MediaWatch: December 1990

Vol. Four No. 12

More Hot Air from PBS


PBS added to the panic on November 21 by airing another special on the greenhouse effect, After the Warming, a co-production of Maryland Public Television and Film Australia. British author James Burke reported from 2050, looking back at all we did wrong.

The show began with a mock newscast: "By 2005, forty million are dead of starvation....epidemics rage in New York; toxic waste spills throughout Europe; evacuation is ordered from New Orleans; greater temperatures are still to come."

Burke told viewers: "It's a video-tape from 1990, and that was how they thought we'd turn out. Funny how they would miss some of the changes that we would really care about. I mean, do you remember hamburgers, traffic jams, log fires in winter, a place called Miami, a time when the Japanese weren't running everything?" Burke told The Washington Post: "None of this program is fantasy. It is all a result of serious studies."

• PROBLEMS AND TASKS
1. For the MediaWatch item on the PBS greenhouse special, say whether each statement agrees with it: (a) After the Warming was produced jointly by Maryland Public Television and Film Australia. (b) PBS aired the program on November 12. (c) Burke told The Washington Post that part of the program was fantasy.
2. Extend the MediaWatch item on the PBS greenhouse special past its final sentence.

• EXTRACTED RECORDS
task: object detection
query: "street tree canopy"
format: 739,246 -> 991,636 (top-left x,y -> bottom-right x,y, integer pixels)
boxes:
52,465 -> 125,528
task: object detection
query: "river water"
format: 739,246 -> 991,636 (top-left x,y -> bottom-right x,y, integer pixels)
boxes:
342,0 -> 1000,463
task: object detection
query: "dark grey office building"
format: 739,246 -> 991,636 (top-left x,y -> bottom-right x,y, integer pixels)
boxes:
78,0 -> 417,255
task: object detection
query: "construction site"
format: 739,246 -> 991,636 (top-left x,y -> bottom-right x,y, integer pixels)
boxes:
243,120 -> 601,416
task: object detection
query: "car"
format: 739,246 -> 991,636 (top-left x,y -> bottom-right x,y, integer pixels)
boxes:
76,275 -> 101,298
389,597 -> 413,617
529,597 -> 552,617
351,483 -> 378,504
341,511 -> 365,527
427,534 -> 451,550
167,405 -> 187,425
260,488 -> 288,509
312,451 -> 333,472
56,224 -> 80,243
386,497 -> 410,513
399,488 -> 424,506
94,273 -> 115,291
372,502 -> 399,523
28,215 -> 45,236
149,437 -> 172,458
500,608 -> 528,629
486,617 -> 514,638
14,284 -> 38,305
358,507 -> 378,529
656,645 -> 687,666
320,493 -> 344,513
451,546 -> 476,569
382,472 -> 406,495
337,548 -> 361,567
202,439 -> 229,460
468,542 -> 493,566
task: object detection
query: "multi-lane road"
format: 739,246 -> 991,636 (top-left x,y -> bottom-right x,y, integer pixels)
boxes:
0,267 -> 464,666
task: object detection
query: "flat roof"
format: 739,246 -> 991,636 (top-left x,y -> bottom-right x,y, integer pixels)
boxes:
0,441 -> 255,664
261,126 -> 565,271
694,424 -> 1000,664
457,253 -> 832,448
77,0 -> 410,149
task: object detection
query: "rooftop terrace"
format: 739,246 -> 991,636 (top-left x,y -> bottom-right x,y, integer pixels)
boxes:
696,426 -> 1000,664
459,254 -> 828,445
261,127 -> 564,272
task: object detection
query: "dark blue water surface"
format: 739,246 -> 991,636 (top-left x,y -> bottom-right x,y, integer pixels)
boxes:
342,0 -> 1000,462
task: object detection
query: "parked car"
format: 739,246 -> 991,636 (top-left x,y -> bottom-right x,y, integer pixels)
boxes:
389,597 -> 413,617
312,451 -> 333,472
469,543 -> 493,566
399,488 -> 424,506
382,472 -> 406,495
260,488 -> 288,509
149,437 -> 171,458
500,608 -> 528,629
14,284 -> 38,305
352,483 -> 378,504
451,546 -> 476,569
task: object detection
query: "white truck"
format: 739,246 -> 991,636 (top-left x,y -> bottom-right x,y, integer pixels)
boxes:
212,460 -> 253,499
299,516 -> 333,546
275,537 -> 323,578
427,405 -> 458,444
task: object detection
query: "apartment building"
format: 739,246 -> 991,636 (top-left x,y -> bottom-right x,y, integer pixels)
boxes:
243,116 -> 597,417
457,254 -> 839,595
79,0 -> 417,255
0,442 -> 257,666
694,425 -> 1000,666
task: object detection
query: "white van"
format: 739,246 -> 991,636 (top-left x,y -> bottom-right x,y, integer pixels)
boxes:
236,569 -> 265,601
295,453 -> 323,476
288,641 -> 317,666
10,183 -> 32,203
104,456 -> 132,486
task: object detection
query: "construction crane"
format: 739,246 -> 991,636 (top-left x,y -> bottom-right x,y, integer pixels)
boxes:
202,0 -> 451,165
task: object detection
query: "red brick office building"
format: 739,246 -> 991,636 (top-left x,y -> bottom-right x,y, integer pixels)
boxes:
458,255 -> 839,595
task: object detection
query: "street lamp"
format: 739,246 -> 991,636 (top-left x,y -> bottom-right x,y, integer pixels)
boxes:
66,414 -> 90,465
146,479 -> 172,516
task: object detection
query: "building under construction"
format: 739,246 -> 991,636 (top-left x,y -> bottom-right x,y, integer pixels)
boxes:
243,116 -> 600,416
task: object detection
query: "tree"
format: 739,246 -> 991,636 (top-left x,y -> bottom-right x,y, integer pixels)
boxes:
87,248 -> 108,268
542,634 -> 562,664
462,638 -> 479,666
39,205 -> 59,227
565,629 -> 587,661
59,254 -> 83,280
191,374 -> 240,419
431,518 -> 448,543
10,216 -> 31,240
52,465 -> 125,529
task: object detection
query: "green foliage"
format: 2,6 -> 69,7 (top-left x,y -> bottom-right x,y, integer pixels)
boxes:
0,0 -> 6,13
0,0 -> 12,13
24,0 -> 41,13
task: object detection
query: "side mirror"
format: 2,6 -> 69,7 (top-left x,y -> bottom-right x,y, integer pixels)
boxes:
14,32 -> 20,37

• ANSWERS PROVIDED
1.
(a) Yes: "a co-production of Maryland Public Television and Film Australia."
(b) No: "PBS added to the panic on November 21."
(c) No: "None of this program is fantasy."

2.
Meanwhile, PBS refuses to air The Greenhouse Conspiracy, a devastating critique of the science of global warming theory. PBS officials have dismissed the acclaimed British documentary as "too one-sided."

But unlike Race to Save the Planet or After the Warming, which completely ignored opposing points of view, The Greenhouse Conspiracy devoted time to a number of greenhouse advocates, including Stephen Schneider of the National Center for Atmospheric Research. After a series of challenging questions, Schneider conceded in the film: "I don't put very much stock in looking at the direct evidence." Putting greenhouse theories to the test in a two-sided debate isn't "too one-sided" for PBS, it's not one-sided enough.